EXERCISES TO COMPLETE =
**1.** For each statement (a), (b) and (c), state whether it agrees with the text below about Boris and the unions. Answer yes or no, and quote the deciding words of that text.
(a) The loss of support from about 40 Conservative MPs would have cost Boris his majority.
(b) On January 4, 2021, Jeremy Hunt called for schools to reopen.
(c) Eighty MPs belong to GMB.
**2.** Write a continuation of the text below about Boris and the unions, starting right after its final sentence.

It’s an unrelenting shambles, an
unspeakable disgrace. The fundamental problem is that the government won’t
confront all these insane union demands. To confront the unions properly, Boris
would have to say: ‘We don’t need to take any new measures’. But then the
socialist lunatics in the unions would start calling him a 'butcher' again.
He’d have to start defending herd immunity. And he’s not going to do that,
because if he defended herd immunity now, he’d be confessing that he should
never have abandoned the policy in the first place; he’d be confessing that the
whole coronapanic debacle was a monstrous overreaction. He’s in far too deep to
come clean. That’s why it’s so crucial that the public understands what really
happened in mid-March 2020, and what has been happening ever since. Those of us
who understand that the whole debacle has been union-driven need to educate the
rest of the public. When the public understands that none of this madness was
ever necessary, they will demand that ALL the Covid rules are discarded.
Democratic pressure is our only hope of escape. And telling the truth about the
unions is the only way to generate the required democratic pressure.
People often say that Boris has failed
to stand up to the unions because he is weak. I don’t know. Maybe he is, maybe
he isn’t. What I do know is that you can’t decide one way or
another without taking into account the parliamentary arithmetic Boris has
faced since the start. Let us remember that a British PM is ‘first among
equals’. No PM can exercise power without parliamentary support. A PM can try
to generate that support, but there are no guarantees of it. And let’s also
remember that the Labour Party has consistently advocated restrictions, as have
many members of Boris’s own party. All it would have taken was around 40
Conservative MPs withdrawing their support for Boris at any point and he would
no longer have had the support of a majority of MPs. It’s also worth noting
that on March 13, 2020, Jeremy Hunt, Boris’s former leadership rival, was
openly calling for schools closures and social
distancing. Boris would surely have faced a serious leadership challenge if he
had lost the support of parliament in the early stages, or indeed at any point
since. Hunt also went on to back the NEU in October 2020 over the
union’s demand for a circuit breaker – a demand which very likely caused the
second lockdown. And on January 2, Hunt called for schools to stay closed. He even
repeated the call on January 4, 2021, the day that the
NEU was mutinying. After the government caved in and closed the schools, the
NEU went as far as thanking Hunt for his support. Bearing all
this in mind, parliamentary arithmetic has probably been another reason the
coronapanic debacle has dragged on for so long. The PM has been hemmed in by
Covid zealous MPs as well as Covid zealous unions.
Actually, it’s possible that parliament
undermined Boris in the most palpable way at the start of the coronapanic.
During the March 16 press conference, a journalist asked Boris ‘Do you think
Westminster can stay open till July?’ Boris’s response was intriguing. He said
the ‘The speaker and all parties and the leader of the House of Commons are
working together to find a way forward’, adding: ‘There may be more to come on
this’. I wonder what went on behind the scenes. Whenever the PM has declared
that a course of action ‘may’ happen during the coronapanic, it’s usually
because he’s fending off pressure in the background. Were MPs trying to force
though a work from home policy? If they were, it would certainly have added
significantly to the pressure that drove Boris into his U-turn. Notably, 80 MPs
are members of GMB, which has recently been trying to force MPs to wear masks.

DATA TO EXAMINE =
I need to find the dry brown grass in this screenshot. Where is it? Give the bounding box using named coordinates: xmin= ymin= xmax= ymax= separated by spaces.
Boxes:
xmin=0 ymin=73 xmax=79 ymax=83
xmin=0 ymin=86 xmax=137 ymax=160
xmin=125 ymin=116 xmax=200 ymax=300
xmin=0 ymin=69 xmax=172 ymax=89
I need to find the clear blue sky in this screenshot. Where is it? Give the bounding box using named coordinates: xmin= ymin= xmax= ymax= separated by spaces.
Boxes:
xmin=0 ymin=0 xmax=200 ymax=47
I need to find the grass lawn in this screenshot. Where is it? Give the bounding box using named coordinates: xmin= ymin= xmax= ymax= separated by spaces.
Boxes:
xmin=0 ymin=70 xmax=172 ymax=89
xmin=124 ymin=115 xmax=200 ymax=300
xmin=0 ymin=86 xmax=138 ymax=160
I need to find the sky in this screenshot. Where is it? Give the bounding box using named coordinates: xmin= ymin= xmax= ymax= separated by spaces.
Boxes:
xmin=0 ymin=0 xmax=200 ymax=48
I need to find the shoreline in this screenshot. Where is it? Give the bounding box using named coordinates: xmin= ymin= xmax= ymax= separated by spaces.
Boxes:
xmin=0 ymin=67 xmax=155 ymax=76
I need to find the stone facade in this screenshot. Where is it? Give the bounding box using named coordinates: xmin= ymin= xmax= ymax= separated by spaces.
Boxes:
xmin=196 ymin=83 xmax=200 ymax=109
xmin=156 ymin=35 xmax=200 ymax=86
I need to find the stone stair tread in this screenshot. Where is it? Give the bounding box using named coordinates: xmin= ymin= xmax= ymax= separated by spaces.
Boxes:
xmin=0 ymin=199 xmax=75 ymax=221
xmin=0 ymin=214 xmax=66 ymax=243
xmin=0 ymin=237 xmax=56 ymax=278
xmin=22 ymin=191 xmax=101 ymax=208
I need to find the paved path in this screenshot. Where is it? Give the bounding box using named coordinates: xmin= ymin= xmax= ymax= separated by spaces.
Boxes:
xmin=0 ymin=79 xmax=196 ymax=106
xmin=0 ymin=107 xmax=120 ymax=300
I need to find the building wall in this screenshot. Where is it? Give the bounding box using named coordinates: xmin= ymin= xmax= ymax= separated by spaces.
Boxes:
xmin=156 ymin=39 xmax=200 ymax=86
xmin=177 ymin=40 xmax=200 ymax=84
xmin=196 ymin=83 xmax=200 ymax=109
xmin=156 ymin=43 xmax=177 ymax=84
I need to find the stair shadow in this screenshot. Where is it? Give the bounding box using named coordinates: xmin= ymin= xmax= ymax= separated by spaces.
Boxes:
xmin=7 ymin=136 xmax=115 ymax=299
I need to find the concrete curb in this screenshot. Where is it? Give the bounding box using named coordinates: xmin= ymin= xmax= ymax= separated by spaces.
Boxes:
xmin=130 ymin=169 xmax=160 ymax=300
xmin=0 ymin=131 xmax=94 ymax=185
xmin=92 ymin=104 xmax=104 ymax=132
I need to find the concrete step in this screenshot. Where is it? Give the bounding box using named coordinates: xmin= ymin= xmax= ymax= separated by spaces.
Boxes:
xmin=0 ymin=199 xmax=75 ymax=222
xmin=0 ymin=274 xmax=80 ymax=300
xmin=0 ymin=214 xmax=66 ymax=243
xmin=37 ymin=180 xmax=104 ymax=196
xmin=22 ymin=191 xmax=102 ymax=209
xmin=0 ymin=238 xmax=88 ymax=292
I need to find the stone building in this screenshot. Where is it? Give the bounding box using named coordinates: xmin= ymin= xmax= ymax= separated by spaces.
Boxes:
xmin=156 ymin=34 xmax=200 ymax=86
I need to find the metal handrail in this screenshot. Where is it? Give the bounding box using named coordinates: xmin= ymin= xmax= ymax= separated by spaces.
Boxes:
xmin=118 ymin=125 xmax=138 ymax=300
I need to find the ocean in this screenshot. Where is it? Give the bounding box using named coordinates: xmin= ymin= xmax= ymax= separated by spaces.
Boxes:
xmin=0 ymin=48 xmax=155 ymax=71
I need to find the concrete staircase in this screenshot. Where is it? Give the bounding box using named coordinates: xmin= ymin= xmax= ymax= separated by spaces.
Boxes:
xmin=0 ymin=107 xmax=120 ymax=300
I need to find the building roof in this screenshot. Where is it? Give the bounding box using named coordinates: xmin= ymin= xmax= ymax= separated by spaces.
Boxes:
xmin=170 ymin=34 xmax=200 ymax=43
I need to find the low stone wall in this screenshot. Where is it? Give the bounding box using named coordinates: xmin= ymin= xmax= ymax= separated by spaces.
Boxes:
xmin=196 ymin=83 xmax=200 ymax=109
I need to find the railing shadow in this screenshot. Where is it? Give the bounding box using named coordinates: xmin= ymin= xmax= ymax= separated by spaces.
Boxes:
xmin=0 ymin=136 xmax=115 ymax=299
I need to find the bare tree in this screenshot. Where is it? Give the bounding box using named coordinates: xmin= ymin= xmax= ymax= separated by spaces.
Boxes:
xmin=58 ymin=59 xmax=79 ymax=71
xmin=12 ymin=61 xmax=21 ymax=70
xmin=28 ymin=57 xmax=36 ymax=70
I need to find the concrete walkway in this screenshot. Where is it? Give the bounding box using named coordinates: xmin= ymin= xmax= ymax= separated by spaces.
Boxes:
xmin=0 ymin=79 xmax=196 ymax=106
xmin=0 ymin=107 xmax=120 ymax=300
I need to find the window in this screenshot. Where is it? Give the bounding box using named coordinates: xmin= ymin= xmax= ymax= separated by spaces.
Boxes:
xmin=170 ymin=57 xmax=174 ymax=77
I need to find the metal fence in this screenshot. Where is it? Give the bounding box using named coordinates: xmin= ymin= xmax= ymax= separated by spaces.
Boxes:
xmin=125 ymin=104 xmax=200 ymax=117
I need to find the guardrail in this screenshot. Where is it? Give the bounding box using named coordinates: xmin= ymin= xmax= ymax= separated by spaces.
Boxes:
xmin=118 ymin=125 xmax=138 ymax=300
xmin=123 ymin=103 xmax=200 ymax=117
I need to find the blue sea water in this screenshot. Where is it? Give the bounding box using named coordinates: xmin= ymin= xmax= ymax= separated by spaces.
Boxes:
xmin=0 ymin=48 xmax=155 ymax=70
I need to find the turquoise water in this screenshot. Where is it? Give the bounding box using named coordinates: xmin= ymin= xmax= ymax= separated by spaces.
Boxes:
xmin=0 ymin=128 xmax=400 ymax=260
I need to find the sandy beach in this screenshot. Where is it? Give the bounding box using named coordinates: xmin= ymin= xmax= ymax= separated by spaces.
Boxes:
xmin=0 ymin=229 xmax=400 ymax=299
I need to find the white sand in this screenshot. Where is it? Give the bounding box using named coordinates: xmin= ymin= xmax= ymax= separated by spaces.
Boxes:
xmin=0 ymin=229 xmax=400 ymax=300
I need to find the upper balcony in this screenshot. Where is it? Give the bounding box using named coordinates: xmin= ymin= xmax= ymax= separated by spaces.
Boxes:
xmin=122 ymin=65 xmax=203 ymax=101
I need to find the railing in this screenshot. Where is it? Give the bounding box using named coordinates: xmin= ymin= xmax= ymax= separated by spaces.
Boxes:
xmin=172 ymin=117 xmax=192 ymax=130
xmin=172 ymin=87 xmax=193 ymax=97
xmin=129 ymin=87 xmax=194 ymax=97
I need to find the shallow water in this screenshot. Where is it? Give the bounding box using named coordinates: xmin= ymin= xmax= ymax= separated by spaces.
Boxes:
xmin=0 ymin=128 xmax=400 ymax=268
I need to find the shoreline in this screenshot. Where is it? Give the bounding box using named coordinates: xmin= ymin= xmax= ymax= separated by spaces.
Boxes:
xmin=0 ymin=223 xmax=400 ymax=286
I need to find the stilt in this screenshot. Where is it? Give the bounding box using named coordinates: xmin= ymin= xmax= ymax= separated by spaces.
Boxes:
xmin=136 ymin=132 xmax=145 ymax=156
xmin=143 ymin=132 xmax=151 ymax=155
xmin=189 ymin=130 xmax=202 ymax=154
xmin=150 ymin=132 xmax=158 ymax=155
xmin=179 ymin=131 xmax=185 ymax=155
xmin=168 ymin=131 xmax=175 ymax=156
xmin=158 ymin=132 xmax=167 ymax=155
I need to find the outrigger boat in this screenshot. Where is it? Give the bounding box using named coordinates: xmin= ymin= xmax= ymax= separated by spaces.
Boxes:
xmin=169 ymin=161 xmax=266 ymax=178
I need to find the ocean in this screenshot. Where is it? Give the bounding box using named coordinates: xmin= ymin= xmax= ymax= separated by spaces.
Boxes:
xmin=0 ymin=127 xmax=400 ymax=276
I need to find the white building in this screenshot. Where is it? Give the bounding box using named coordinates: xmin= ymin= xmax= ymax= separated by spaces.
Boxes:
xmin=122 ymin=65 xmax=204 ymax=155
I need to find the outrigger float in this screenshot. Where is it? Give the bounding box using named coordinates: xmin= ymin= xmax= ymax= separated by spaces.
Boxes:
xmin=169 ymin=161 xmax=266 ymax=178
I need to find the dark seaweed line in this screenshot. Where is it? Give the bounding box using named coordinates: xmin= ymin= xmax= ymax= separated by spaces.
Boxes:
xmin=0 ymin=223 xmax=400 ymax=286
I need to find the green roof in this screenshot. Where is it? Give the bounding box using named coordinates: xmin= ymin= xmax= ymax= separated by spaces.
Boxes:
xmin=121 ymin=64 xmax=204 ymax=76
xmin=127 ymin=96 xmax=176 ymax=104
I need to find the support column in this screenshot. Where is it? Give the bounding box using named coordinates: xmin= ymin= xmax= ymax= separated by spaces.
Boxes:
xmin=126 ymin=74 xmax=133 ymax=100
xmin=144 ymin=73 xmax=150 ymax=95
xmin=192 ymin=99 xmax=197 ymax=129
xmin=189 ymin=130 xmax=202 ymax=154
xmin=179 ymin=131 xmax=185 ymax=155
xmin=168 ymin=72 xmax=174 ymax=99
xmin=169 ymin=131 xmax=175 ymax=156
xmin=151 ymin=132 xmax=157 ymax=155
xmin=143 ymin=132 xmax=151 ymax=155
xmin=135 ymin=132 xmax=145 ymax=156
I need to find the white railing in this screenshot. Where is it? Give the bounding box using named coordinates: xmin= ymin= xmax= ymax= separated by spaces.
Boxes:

ANSWERS TO THE PROBLEMS =
**1.**
(a) Yes: "All it would have taken was around 40 Conservative MPs withdrawing their support for Boris at any point and he would no longer have had the support of a majority of MPs."
(b) No: "And on January 2, Hunt called for schools to stay closed. He even repeated the call on January 4, 2021"
(c) Yes: "Notably, 80 MPs are members of GMB"

**2.**
I think we are entitled to wonder if GMB played a role in closing down
Parliament in March 2020.
You might argue that Boris was right to
cave in to all the pressure at the start because it was better for him to stay
in power and try to turn things round than be unseated by a Covid zealot such
as Hunt. But the longer the whole debacle has gone on, the harder it has become
to make that argument; Boris’s lies have become more and more farcical (we’re
facing a ‘tidal wave of Omicron’), and more and more repellent. Indeed, you
might also argue that Boris should have walked away from power and fought back
from the sidelines rather than collude in any of this lunacy. I personally
would have walked away. But in a way, the issue of what Boris should or
shouldn’t have done isn’t that important. Far more important is the issue of
what we should do now. If Boris won’t tell the truth about caving
in to the unions, the onus is on us to tell that truth. Unless we the public
supply the democratic pressure, the PM and his colleagues will just carry on
covering their backsides, refusing to talk about the immense crime that has
been inflicted on the British public since March 2020.
And the problem is not just the PM and
his colleagues. All MPs have supported this madness at one point or another,
and all are still keeping their heads down. I don’t know of a single MP who has
ever openly said ‘The entire coronapanic debacle was unnecessary and wrong; the
government should have stuck to herd immunity instead of caving in to the
unions’. As things stand, we still have a democratic mountain to climb to get
out of this mess. Indeed, we haven’t even reached base camp yet, because, never
mind the MPs, I hardly know of any journalists who openly say
that the government should have stuck to herd immunity. Even the anti-lockdown
journalists generally don’t say it. The vast majority of anti-lockdown
journalists didn’t support Boris on herd immunity at the time, so now they
don’t want to talk about this sensible policy and why Boris abandoned it. The
whole topic of the government caving in to the unions is awkward for any
journalist who failed to stick up for freedom when it mattered. Most anti-lockdown
journalists are still insisting that the original lockdown was justified. Their
main complaints seem to be that the lockdown shouldn’t have lasted so long and
the government has been too heavy-handed ever since. I think this is an abject
stance to take. The journalists are quibbling about how much mistreatment the
British public deserves. None of this Covid madness was ever justified or
necessary, and all journalists should come out and say it.
Other anti-lockdown journalists take a
different approach to ignoring Boris’s herd immunity phase. These journalists
think that the pandemic, and the world’s pandemic response, was in fact planned by
way of an international conspiracy – the whole thing was a ‘plandemic’, so the
theory goes. According to the most popular version of the theory, there was a
single mastermind behind the plandemic, a German academic called Klaus Schwab.
An employee of the WEF, Schwab has long advocated shutting down the global
economy and restarting it in a greener fashion – he calls this proposal a
‘Great Reset’. Supposedly, Schwab conspired in secret with politicians and
officials around the world to make his Great Reset happen in March 2020.
Supposedly, Covid 19 was deliberately released, then the world’s countries
locked down by way of a prior agreement.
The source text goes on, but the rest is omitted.